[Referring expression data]
= = =

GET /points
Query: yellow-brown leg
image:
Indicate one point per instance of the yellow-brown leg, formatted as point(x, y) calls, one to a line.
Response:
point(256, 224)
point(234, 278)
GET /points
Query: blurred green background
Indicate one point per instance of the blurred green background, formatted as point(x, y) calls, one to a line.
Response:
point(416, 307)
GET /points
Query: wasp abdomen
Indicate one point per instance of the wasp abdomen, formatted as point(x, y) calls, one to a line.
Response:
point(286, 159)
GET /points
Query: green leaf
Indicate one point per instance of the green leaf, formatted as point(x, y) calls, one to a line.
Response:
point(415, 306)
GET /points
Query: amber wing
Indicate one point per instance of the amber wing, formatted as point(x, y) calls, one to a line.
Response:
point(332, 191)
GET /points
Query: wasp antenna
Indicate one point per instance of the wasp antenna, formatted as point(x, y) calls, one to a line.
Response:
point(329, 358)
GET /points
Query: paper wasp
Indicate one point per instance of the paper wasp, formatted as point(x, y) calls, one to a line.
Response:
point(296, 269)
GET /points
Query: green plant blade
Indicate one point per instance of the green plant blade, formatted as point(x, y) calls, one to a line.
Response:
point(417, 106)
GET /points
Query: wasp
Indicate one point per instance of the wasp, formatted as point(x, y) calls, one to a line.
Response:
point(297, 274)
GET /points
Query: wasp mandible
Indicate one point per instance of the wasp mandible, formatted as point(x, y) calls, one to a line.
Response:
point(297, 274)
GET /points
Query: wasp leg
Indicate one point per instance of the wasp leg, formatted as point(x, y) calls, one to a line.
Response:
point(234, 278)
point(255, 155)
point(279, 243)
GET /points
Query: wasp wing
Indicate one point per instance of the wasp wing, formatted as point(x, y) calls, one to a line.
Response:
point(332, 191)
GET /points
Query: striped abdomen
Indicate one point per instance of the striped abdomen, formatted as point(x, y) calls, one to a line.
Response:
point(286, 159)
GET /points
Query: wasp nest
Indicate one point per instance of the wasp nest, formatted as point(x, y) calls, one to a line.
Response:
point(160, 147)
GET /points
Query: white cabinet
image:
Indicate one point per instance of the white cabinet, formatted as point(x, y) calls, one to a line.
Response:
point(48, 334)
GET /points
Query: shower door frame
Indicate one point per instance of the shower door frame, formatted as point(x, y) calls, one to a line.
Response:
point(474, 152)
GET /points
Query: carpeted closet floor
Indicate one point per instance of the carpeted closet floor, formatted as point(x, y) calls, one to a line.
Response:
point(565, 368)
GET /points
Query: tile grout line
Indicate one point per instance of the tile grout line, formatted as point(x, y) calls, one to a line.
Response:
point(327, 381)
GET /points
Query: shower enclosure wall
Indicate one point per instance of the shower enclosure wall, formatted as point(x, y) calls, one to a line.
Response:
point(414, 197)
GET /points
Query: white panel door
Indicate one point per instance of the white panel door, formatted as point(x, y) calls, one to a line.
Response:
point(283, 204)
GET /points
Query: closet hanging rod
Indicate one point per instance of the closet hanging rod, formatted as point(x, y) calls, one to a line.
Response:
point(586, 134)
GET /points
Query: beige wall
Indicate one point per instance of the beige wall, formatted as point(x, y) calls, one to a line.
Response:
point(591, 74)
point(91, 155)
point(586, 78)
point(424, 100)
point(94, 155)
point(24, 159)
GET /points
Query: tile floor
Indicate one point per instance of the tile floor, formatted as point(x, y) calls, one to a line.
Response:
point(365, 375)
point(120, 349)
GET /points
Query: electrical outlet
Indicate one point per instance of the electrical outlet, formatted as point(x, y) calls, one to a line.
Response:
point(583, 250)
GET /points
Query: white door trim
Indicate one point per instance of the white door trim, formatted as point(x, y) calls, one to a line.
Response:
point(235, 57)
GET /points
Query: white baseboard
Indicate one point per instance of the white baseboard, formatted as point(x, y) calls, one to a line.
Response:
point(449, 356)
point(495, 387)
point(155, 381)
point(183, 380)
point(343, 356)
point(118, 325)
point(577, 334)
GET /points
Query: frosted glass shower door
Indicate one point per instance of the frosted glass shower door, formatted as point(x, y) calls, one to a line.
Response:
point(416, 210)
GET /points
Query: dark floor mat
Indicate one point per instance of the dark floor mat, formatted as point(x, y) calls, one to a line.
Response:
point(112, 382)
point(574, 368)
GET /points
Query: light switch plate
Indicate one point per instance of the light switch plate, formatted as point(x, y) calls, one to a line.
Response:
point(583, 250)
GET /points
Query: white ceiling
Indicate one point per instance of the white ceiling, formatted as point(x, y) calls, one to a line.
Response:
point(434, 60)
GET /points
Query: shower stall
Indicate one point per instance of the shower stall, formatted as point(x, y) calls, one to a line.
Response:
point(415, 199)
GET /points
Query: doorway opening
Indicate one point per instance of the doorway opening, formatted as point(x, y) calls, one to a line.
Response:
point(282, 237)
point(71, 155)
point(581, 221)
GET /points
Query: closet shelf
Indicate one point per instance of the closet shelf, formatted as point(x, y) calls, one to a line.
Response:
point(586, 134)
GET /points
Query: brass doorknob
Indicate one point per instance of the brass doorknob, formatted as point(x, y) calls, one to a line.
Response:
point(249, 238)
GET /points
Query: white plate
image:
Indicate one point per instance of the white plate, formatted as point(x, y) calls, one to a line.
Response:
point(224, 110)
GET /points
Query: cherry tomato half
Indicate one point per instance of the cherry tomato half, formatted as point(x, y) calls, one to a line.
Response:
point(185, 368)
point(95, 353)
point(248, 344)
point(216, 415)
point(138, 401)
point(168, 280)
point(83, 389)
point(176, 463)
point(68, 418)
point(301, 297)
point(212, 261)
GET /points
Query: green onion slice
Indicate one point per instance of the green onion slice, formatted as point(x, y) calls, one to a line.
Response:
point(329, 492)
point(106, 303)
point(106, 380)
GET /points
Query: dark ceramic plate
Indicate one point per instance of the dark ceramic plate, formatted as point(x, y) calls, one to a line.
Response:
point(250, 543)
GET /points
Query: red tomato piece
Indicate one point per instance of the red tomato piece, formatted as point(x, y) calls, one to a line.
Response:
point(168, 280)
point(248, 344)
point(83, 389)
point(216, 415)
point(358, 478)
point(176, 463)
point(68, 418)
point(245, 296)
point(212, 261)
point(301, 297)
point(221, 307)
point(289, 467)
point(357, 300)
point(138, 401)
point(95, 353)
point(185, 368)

= = =

## [Action item]
Word for word, return each of the entries shown above.

## [Task solution]
GET /points
Query: yellow-brown leg
image:
Indicate one point per instance of the yellow-brown leg, formatted as point(x, y) calls, one to a line.
Response:
point(256, 224)
point(234, 278)
GET /points
Query: blurred green background
Indicate one point per instance of the blurred green background, formatted as point(x, y) calls, one to a line.
Response:
point(416, 307)
GET /points
Query: wasp abdomen
Indicate one point per instance of the wasp abdomen, formatted as point(x, y) calls, one to a line.
Response:
point(286, 159)
GET /points
Query: green leaf
Indicate one point per instance of the green leaf, formatted as point(x, y) calls, one to a line.
Response:
point(415, 306)
GET /points
Query: amber wing
Indicate one point per instance of the amber wing, formatted as point(x, y) calls, one to a line.
Response:
point(332, 191)
GET /points
Query: wasp antenna
Indicate one point per instance of the wasp antenna, formatted as point(x, y) calls, one to a line.
Response:
point(329, 358)
GET /points
Query: paper wasp
Indicate one point per instance of the paper wasp, formatted as point(x, y) calls, one to a line.
Response:
point(296, 269)
GET /points
Query: green plant blade
Indicate one point per instance of the green plant blade, formatted as point(x, y) calls, one to a line.
Response:
point(417, 106)
GET /points
Query: wasp
Indicate one point per instance of the wasp, formatted as point(x, y) calls, one to a line.
Response:
point(297, 274)
GET /points
Query: wasp mandible
Indicate one point per instance of the wasp mandible, formatted as point(x, y) calls, one to a line.
Response:
point(297, 274)
GET /points
Query: wasp leg
Indicate one point per instance of the wasp leg, formatted as point(x, y) calls, one to a line.
Response:
point(234, 278)
point(255, 155)
point(279, 243)
GET /points
Query: wasp wing
Indicate one point per instance of the wasp wing, formatted as point(x, y) calls, one to a line.
Response:
point(332, 191)
GET /points
Query: striped abdomen
Indicate one point per instance of the striped abdomen, formatted as point(x, y) calls, one to a line.
Response:
point(286, 159)
GET /points
Query: wasp nest
Indicate one point per instance of the wasp nest, formatted as point(x, y) calls, one to a line.
Response:
point(160, 147)
GET /points
Query: white cabinet
image:
Indicate one point per instance of the white cabinet, formatted as point(x, y) calls, one to a line.
Response:
point(48, 334)
GET /points
Query: shower door frame
Indicate one point per instance of the shower door frame, formatted as point(x, y) calls, one to a line.
Response:
point(474, 152)
GET /points
Query: carpeted closet floor
Indicate one point per instance of the carpeted closet floor, formatted as point(x, y) calls, one to a line.
Response:
point(565, 368)
GET /points
Query: tile grout line
Indicate one point per instance of the tile grout line, formatted as point(x, y) calls, one to a line.
Response:
point(327, 381)
GET /points
Query: shower enclosure wall
Indicate one point per instance of the shower enclosure wall, formatted as point(x, y) calls, one to a line.
Response:
point(414, 197)
GET /points
Query: white panel door
Indicate one point per instance of the white panel door, formatted as point(x, y) calls, one to a line.
Response:
point(283, 204)
GET /points
Query: closet hanging rod
Indicate one point per instance of the closet hanging rod, formatted as point(x, y) calls, one to a line.
Response:
point(586, 134)
GET /points
Query: beige wall
Indicate one point per instance of the beige wall, formatted as point(x, y) calls, one to a line.
Response:
point(591, 74)
point(91, 155)
point(586, 78)
point(424, 100)
point(94, 155)
point(24, 159)
GET /points
Query: tile floor
Indicate one point per instance of the tile floor, formatted as point(x, y) calls, one to a line.
Response:
point(365, 375)
point(120, 349)
GET /points
Query: electrical outlet
Indicate one point per instance of the electrical outlet, formatted as point(x, y) calls, one to a line.
Response:
point(583, 250)
GET /points
Query: white door trim
Indicate one point per instance of the white door trim, formatted as point(x, y) calls, one to a line.
Response:
point(235, 57)
GET /points
Query: white baseboard
Indicate one point per instance of the white baseboard, formatted as point(x, y) calls, one to a line.
Response:
point(449, 356)
point(495, 387)
point(155, 381)
point(183, 380)
point(343, 356)
point(118, 325)
point(577, 334)
GET /points
Query: frosted glass shower door
Indicate one point per instance of the frosted glass shower door, formatted as point(x, y) calls, one to a line.
Response:
point(416, 210)
GET /points
Query: dark floor mat
Indicate one point per instance of the dark floor mat, formatted as point(x, y) calls, one to a line.
Response:
point(112, 382)
point(574, 368)
GET /points
Query: light switch plate
Indicate one point per instance of the light switch plate, formatted as point(x, y) calls, one to a line.
Response:
point(583, 250)
GET /points
Query: white ceiling
Indicate one point per instance of the white ceiling, formatted as point(x, y) calls, one to a line.
Response:
point(434, 60)
GET /points
Query: shower stall
Indicate one point per instance of the shower stall, formatted as point(x, y) calls, one to a line.
Response:
point(415, 199)
GET /points
Query: doorway opening
Indicate one point per instance of the doorway opening, formatted as point(x, y) calls, one to a line.
Response:
point(282, 237)
point(71, 155)
point(581, 221)
GET /points
Query: closet shelf
Indicate one point per instance of the closet shelf, formatted as point(x, y) calls, one to a line.
Response:
point(586, 134)
GET /points
Query: brass doorknob
Indicate one point per instance of the brass doorknob, formatted as point(x, y) calls, one to a line.
Response:
point(249, 238)
GET /points
Query: white plate
image:
Indicate one point per instance of the white plate, formatted as point(x, y) calls, one to a line.
Response:
point(224, 110)
GET /points
Query: cherry tomato half
Indicate one point per instance of the cherry tomato half, formatted as point(x, y) calls, one to a line.
Response:
point(185, 368)
point(95, 353)
point(248, 344)
point(216, 415)
point(138, 401)
point(168, 280)
point(83, 389)
point(176, 463)
point(68, 418)
point(301, 297)
point(212, 261)
GET /points
Query: green onion slice
Indicate one point per instance of the green onion slice, formatted as point(x, y) calls, one to a line.
Response:
point(329, 492)
point(106, 303)
point(106, 380)
GET /points
Query: dark ceramic plate
Indicate one point per instance of the dark ceramic plate, formatted as point(x, y) calls, one to a line.
Response:
point(250, 543)
GET /points
Query: red tomato piece
Indicate one point per instance of the red tomato piece, formatted as point(x, y) calls, one to a line.
Response:
point(168, 280)
point(248, 344)
point(83, 389)
point(216, 415)
point(358, 478)
point(176, 463)
point(68, 418)
point(245, 296)
point(212, 261)
point(301, 297)
point(221, 307)
point(289, 467)
point(357, 300)
point(138, 401)
point(95, 353)
point(185, 368)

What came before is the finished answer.